Directive 1 ->
Answer these from the post about the Flax art show:
(a) Around what time did the writer's group arrive at Flax?
(b) What was the exhibition named?
(c) What did the man in the SF Giants hat buy at Flax as a teen in the 80s?
Directive 2 -> Turn the records into a JSON list of strings, one string per line, covering everything from the start of the records down through the line that contains "[288,224,323,262]". Skip blank lines and leave the picture out.

Last weekend we found ourselves in San Francisco, trading in the ungodly heat of an LA summer for Carl (the fog) and 50 degrees. On Saturday night we were tipped off by friends about a must see art opening at the soon to close Flax Art Store – the likes of which was promoted through a few nondescript Instagram posts from The Curator’s Project and the Last Cat Gallery so we were unsure of what we were showing up for exactly. The large exhibition named SF Art Show (very creative) ended up bringing together a group of bay area artists to commemorate everyone who has pretty much ever supported Flax…ever. The list is long. So long I’m going to leave it for you at the end

We arrived at Flax around 6pm to a small crowd of SF “scenesters” smoking out front.  We entered through the half empty store front where sad, heavily discounted notebooks and display cases were still for sale. After a brief moment of getting distracted by 110% off markers we made our way back to the actual show. The space opened up into a grand warehouse with nothing but paintings, murals, graffiti, site-specific installations, fun looking people and free PBR (score). Basically, our college art school wet dream.

The vibe was extremely laid back and approachable, so much so that it was fair to say there was enough weed, skateboards, and dogs present to go around twice. We struck up conversation with a couple who had stopped by to bid Flax farewell. The SF Giants hat wearing man reminisced about how he used to come to Flax as a teen in the 80s to buy Plexi for his car’s subwoofers.  A different couple who had helped install some of the work talked to us about how the show came together on a whim, very last minute, and how cool it was to see artists rally in respect for such an iconic business. Not that SF is ever really bad at getting people to rally together for support or say a naked bike ride or two. Still, it was clear that this creative community really shows up when it matters.

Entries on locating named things
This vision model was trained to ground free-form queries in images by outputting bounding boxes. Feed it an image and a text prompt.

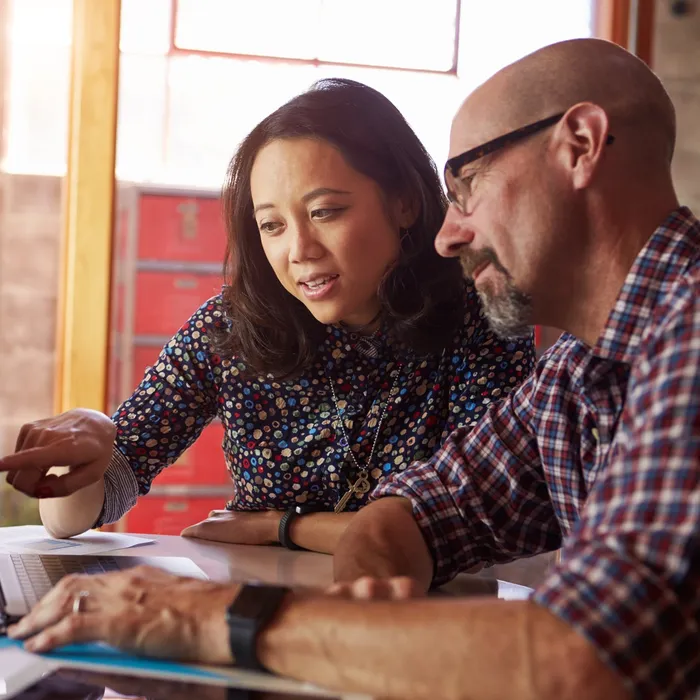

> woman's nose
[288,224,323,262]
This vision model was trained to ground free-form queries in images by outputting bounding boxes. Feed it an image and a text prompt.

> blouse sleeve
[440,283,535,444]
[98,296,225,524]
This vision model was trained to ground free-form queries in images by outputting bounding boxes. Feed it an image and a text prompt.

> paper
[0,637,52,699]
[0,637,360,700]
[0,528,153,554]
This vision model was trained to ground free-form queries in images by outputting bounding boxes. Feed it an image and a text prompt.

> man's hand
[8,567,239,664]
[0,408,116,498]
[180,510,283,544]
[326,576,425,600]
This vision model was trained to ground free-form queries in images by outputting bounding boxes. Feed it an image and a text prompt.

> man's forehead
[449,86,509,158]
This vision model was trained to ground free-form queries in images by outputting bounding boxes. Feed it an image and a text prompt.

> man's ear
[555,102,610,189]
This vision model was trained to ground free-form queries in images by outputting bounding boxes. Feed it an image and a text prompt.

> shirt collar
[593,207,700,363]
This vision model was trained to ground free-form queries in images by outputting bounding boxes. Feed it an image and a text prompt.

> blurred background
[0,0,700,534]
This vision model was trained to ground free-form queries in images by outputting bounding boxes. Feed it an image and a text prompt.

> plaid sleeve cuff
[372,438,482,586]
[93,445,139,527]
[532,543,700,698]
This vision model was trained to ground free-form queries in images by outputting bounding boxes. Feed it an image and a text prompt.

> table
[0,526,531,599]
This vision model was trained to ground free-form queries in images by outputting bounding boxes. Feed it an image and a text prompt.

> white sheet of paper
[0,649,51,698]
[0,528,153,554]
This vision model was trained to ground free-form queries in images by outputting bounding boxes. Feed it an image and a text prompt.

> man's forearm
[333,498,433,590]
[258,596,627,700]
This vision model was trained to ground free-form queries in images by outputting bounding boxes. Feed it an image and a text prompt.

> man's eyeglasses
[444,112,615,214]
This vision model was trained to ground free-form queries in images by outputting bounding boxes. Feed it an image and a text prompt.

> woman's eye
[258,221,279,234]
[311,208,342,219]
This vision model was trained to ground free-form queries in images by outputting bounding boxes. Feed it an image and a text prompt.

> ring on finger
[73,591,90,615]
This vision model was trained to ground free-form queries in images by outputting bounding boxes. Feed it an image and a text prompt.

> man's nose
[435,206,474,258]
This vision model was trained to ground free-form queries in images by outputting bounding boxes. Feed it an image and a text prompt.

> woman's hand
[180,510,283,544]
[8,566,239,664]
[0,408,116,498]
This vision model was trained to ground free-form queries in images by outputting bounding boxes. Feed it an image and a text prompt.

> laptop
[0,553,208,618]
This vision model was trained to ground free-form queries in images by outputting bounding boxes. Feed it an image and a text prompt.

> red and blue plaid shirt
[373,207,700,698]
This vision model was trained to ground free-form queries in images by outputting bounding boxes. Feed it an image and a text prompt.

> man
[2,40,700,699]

Correct result 1 ->
(a) Around 6pm.
(b) SF Art Show.
(c) Plexi for his car's subwoofers.

Correct result 2 ->
[
  "This vision model was trained to ground free-form queries in images by outputting bounding boxes. Feed it an image and a text prompt.",
  "> woman's nose",
  "[288,224,323,262]"
]